# [TASK PROMPT]
Count the lines in the items below that contain the word "leaf". Reply with only the number.

(Raw records)
━━━━━━━━━━━━━━━━━━━━━━━━━━━━━━

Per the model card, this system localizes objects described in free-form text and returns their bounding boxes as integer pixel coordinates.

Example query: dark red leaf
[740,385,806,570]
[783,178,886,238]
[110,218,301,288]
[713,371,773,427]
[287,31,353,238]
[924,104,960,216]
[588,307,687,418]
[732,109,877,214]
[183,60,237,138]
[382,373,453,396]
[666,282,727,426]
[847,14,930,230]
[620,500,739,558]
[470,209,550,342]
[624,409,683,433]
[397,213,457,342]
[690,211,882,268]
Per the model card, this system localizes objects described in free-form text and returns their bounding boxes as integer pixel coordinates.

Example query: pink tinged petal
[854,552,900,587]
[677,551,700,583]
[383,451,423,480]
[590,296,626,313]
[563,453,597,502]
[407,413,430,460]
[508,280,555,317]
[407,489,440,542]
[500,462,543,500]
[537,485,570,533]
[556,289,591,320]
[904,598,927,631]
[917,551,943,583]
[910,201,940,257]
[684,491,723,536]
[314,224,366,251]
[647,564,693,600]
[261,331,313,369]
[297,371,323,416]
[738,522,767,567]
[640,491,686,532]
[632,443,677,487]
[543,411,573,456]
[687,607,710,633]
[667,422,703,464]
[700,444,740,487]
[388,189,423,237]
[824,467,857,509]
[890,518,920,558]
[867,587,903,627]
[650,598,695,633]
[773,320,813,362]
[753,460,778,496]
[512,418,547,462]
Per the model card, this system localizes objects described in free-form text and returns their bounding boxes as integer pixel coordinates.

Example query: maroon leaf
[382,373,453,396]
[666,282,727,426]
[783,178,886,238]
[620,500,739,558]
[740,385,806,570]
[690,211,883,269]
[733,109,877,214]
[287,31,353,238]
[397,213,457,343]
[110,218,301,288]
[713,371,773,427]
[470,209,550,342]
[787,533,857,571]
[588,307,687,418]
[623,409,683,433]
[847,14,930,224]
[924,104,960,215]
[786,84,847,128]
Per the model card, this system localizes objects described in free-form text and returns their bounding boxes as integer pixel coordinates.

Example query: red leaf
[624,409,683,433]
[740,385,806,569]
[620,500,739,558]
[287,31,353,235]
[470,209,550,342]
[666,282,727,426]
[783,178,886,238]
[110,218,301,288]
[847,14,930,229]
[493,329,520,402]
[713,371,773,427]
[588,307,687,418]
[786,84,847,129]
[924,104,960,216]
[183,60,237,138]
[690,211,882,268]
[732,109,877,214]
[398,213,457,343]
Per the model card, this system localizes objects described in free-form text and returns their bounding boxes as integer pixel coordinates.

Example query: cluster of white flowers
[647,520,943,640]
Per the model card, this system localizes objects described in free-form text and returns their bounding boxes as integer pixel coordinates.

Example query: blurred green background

━━━━━━━━━━━━━━━━━━━━━━━━━━━━━━

# [PROBLEM SOLUTION]
3